* _Stated goal_
Write the lines below as a JSON list of strings, one string per line, omitting blank lines and leaving out the pictures.

* _Entries shown_
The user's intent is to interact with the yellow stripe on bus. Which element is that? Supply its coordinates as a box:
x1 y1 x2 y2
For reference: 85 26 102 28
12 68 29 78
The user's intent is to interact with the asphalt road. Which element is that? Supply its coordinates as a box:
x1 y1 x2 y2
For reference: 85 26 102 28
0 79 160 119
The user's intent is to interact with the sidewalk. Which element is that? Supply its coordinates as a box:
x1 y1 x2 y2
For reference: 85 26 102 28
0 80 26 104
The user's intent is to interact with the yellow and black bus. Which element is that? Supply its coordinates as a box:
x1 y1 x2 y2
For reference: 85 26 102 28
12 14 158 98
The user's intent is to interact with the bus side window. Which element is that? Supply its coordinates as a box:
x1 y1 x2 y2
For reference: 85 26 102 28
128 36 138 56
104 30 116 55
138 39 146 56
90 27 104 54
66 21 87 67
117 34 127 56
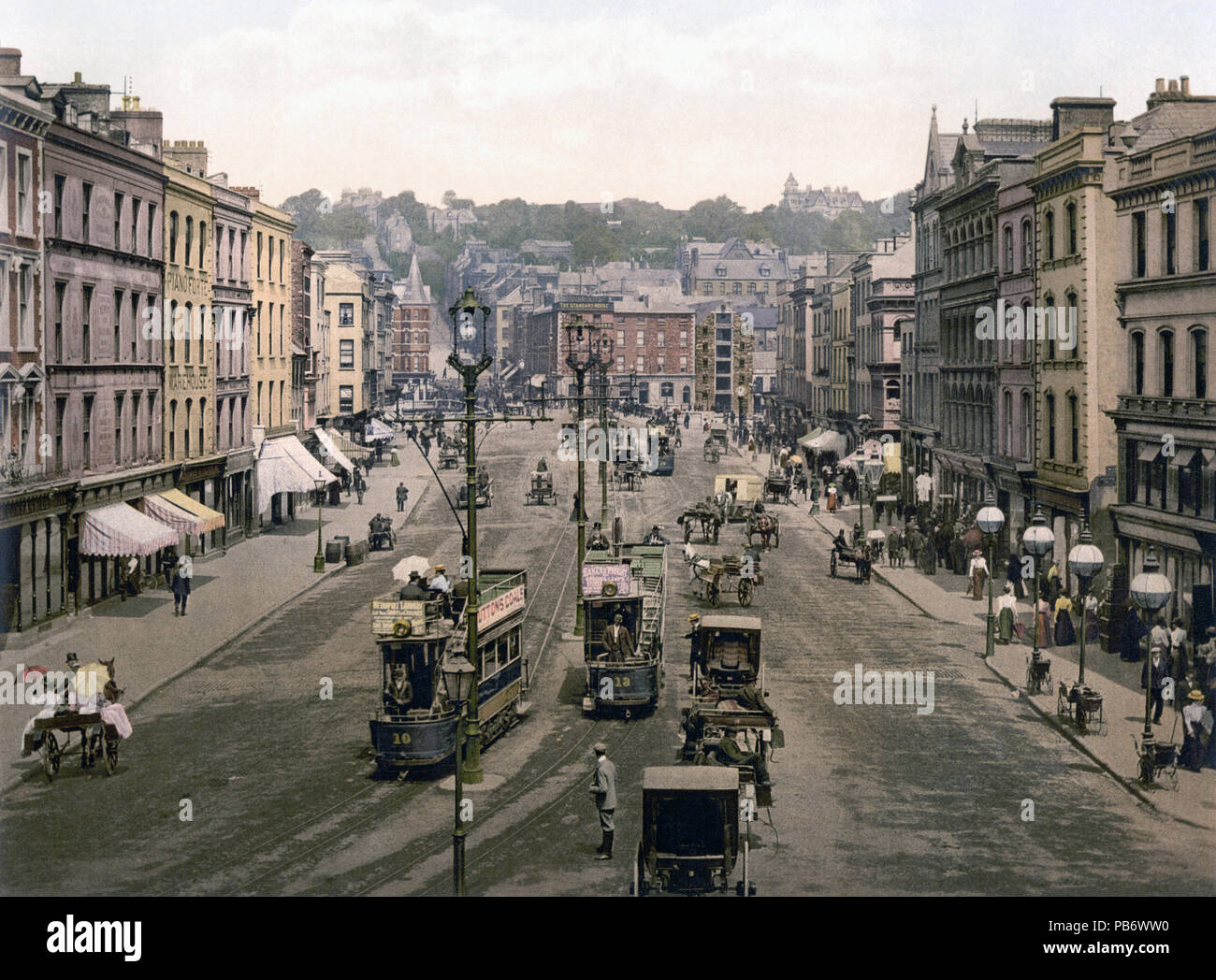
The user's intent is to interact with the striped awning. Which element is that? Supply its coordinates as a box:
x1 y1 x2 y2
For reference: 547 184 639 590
80 503 178 557
143 490 224 534
258 435 338 513
312 428 355 473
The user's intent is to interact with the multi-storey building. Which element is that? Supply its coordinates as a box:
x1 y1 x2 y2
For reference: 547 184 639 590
205 172 256 545
1103 77 1216 637
992 181 1035 541
900 106 962 501
1028 98 1122 569
934 119 1052 513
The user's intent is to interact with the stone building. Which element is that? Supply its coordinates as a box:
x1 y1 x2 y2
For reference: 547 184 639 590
1103 77 1216 639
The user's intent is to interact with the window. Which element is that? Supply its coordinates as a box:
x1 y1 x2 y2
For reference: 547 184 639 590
1132 211 1147 279
1193 197 1209 272
80 286 93 364
1067 396 1081 463
1043 392 1055 459
1159 329 1174 397
17 150 34 235
80 183 93 244
1131 331 1144 396
1163 208 1179 276
1191 329 1208 397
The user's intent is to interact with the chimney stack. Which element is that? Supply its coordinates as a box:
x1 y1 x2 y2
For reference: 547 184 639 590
0 48 21 78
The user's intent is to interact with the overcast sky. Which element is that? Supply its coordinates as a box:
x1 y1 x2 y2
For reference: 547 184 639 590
0 0 1216 209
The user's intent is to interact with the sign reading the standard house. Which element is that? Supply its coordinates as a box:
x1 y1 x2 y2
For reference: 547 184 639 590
583 562 630 596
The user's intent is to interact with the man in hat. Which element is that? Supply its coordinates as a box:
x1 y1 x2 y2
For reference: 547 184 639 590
684 612 701 680
599 612 633 663
1140 643 1170 725
397 571 427 599
591 742 616 861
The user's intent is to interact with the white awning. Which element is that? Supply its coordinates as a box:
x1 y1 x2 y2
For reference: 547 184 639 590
258 435 338 513
312 426 355 473
80 503 178 557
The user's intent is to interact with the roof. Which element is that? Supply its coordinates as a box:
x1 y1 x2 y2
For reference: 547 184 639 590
642 766 739 793
701 615 760 632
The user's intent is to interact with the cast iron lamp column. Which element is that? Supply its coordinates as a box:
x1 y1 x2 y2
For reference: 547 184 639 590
1021 507 1055 660
442 656 477 896
976 490 1005 656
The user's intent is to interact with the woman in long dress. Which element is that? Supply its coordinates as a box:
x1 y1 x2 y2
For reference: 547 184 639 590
1055 592 1077 647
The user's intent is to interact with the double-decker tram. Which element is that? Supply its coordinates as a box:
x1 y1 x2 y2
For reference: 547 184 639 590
371 569 529 773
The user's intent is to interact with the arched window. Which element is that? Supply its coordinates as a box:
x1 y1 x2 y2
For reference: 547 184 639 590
1158 329 1174 397
1127 331 1144 396
1191 327 1208 397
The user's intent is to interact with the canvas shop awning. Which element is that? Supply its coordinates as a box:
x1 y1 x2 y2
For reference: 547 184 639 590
143 490 224 534
258 435 338 513
80 503 178 557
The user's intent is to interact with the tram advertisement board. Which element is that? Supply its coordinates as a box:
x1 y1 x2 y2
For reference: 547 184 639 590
583 562 630 596
477 584 527 630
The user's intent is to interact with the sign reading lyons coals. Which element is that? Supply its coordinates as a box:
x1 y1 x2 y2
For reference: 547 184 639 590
583 562 630 596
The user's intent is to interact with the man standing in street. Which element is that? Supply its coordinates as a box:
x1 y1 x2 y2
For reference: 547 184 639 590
591 742 616 861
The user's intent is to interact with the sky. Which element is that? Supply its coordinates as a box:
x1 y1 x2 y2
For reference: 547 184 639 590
0 0 1216 210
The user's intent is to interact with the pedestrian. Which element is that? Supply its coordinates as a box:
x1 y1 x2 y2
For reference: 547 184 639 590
173 558 194 616
1140 643 1170 725
591 742 616 861
1055 592 1077 647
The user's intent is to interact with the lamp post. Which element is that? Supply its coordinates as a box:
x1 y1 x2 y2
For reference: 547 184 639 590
1021 507 1055 660
447 287 494 783
566 317 603 636
312 477 326 572
1128 545 1174 745
1067 522 1106 687
976 498 1005 656
442 656 477 896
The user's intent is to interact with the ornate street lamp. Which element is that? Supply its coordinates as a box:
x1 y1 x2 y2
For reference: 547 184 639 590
442 656 477 896
1067 522 1106 687
976 490 1005 656
566 317 602 636
312 477 325 572
1128 545 1174 748
1021 507 1055 660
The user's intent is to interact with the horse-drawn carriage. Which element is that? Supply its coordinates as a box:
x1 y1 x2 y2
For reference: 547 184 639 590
760 466 790 503
368 514 397 551
676 497 726 545
630 766 757 895
688 555 763 609
524 469 557 505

* _Result below_
[
  "The user's intent is to interact with the yellow stripe on bus. Which element is that? Supply its coordinates as a box:",
  "x1 y1 x2 y2",
  "For reference: 85 26 102 28",
  "12 68 29 78",
  "The user's intent is to interact with the asphalt road. Which element is that? Supply its coordinates as a box:",
  "x1 y1 x2 y2",
  "For reference: 85 26 102 28",
  "0 79 160 119",
  "The user's intent is to interact with the sidewalk. Which element is that? Supply its coordinates as a box:",
  "x1 y1 x2 y2",
  "For reference: 85 26 102 28",
  "0 80 26 104",
  "The user's intent is to interact with the yellow and black bus. Which element is that? Supply its coordinates as a box:",
  "x1 y1 x2 y2",
  "For reference: 85 26 102 28",
  "12 14 158 98",
  "The user's intent is to interact with the bus side window. Which element is that? Supply its coordinates as a box:",
  "x1 y1 x2 y2",
  "For reference: 85 26 102 28",
  "128 36 138 56",
  "104 30 116 55",
  "138 39 146 56",
  "90 27 104 54",
  "66 21 87 67",
  "117 34 127 56",
  "The user's intent is to interact with the striped awning. Which element is that? Supply its coordinates as a box:",
  "x1 y1 x2 y2",
  "For reference: 547 184 639 590",
  "80 503 178 557",
  "143 490 224 534",
  "258 435 338 513",
  "312 428 355 473",
  "The user's intent is to interact with the multi-storey building. Which element is that? Supply its coordinates as a box:",
  "x1 y1 x2 y2",
  "For reference: 547 184 639 590",
  "205 172 256 545",
  "1103 77 1216 637",
  "992 181 1035 541",
  "900 106 962 501",
  "1028 98 1122 569",
  "934 119 1052 513",
  "The user's intent is to interact with the stone building. Which element is that? Supply its coordinates as a box:",
  "x1 y1 x2 y2",
  "For reference: 547 184 639 590",
  "1103 77 1216 639",
  "The user's intent is to interact with the window. Which element is that? Supply its coordinates as a box:",
  "x1 y1 x2 y2",
  "For reference: 547 184 639 590",
  "1132 211 1147 279",
  "1193 197 1209 272",
  "80 286 93 364",
  "1067 396 1081 463",
  "1043 392 1055 459",
  "1159 329 1174 397",
  "17 150 34 235",
  "80 183 93 244",
  "1131 331 1144 396",
  "1163 208 1179 276",
  "1191 329 1208 397",
  "The user's intent is to interact with the chimney stack. Which element is that? Supply its coordinates as a box:",
  "x1 y1 x2 y2",
  "For reference: 547 184 639 590",
  "0 48 21 78",
  "The user's intent is to interact with the overcast sky. Which element is that? Supply its coordinates as a box:",
  "x1 y1 x2 y2",
  "For reference: 547 184 639 590",
  "0 0 1216 209",
  "The user's intent is to interact with the sign reading the standard house. Which element is that? Supply its coordinates as a box:",
  "x1 y1 x2 y2",
  "For reference: 547 184 639 590",
  "583 562 630 596",
  "The user's intent is to interact with the man in hat. Which element is that? Supply its coordinates as a box:",
  "x1 y1 x2 y2",
  "For reference: 547 184 639 590",
  "684 612 701 680",
  "599 612 633 663",
  "1140 643 1170 725",
  "397 571 427 599",
  "591 742 616 861",
  "The user's intent is to interact with the white awning. Which element is that? Supply its coordinates as a box:",
  "x1 y1 x2 y2",
  "For reference: 547 184 639 590",
  "258 435 338 513",
  "312 426 355 473",
  "80 503 178 557",
  "The user's intent is to interact with the roof. Which element is that? Supply its coordinates as a box:",
  "x1 y1 x2 y2",
  "For reference: 547 184 639 590",
  "642 766 739 793",
  "701 615 760 632",
  "The user's intent is to interact with the cast iron lamp column. Which element is that? Supply its coordinates as a box:",
  "x1 y1 x2 y2",
  "For reference: 547 184 639 590",
  "1021 507 1055 660",
  "442 656 477 896",
  "976 490 1005 656",
  "The user's intent is to interact with the woman in long dress. Which element is that? Supply its coordinates as a box:",
  "x1 y1 x2 y2",
  "For reference: 547 184 639 590",
  "1055 592 1077 647",
  "The user's intent is to interact with the double-decker tram. Which element is that? Supply its coordinates as a box:",
  "x1 y1 x2 y2",
  "For reference: 547 184 639 590",
  "371 569 529 773",
  "The user's intent is to interact with the arched window. Which element is that? Supply its coordinates as a box:",
  "x1 y1 x2 y2",
  "For reference: 547 184 639 590",
  "1158 329 1174 397",
  "1127 331 1144 396",
  "1191 327 1208 397",
  "The user's intent is to interact with the canvas shop awning. Which element is that? Supply its coordinates as a box:",
  "x1 y1 x2 y2",
  "For reference: 547 184 639 590",
  "143 490 224 534",
  "258 435 338 513",
  "80 503 178 557",
  "The user's intent is to interact with the tram advertisement board. Which element is that? Supply its coordinates as a box:",
  "x1 y1 x2 y2",
  "For reference: 547 184 639 590",
  "583 562 630 596",
  "477 584 527 630",
  "The user's intent is to interact with the sign reading lyons coals. Which element is that? Supply its coordinates as a box:",
  "x1 y1 x2 y2",
  "For reference: 547 184 639 590",
  "583 562 630 596",
  "The user's intent is to interact with the man standing in street. Which element is that? Supply its coordinates as a box:",
  "x1 y1 x2 y2",
  "For reference: 547 184 639 590",
  "591 742 616 861",
  "The user's intent is to interact with the sky. Which element is that? Supply its coordinates as a box:",
  "x1 y1 x2 y2",
  "For reference: 547 184 639 590",
  "0 0 1216 210",
  "The user's intent is to interact with the pedestrian. Which element is that? Supply its coordinates as a box:",
  "x1 y1 x2 y2",
  "For reference: 547 184 639 590",
  "173 558 194 616",
  "1140 643 1170 725",
  "591 742 616 861",
  "1055 592 1077 647",
  "The user's intent is to interact with the lamp post. Which element is that? Supply its coordinates as a box:",
  "x1 y1 x2 y2",
  "For reference: 547 184 639 590",
  "1021 507 1055 660",
  "447 287 494 783",
  "566 317 603 636",
  "312 477 326 572",
  "1128 545 1174 745",
  "1067 522 1106 687",
  "976 498 1005 656",
  "442 656 477 896",
  "The user's intent is to interact with the ornate street lamp. Which element is that? Supply its coordinates as a box:",
  "x1 y1 x2 y2",
  "For reference: 547 184 639 590",
  "442 656 477 896",
  "1067 522 1106 687",
  "976 490 1005 656",
  "566 317 602 636",
  "312 477 325 572",
  "1128 545 1174 748",
  "1021 507 1055 660",
  "The user's intent is to interact with the horse-drawn carriage. Which element is that? Supply its coordinates as a box:",
  "x1 y1 x2 y2",
  "For reference: 547 184 639 590",
  "760 466 790 503",
  "368 514 397 551",
  "676 497 726 545",
  "630 766 757 895",
  "688 555 763 609",
  "524 469 557 505"
]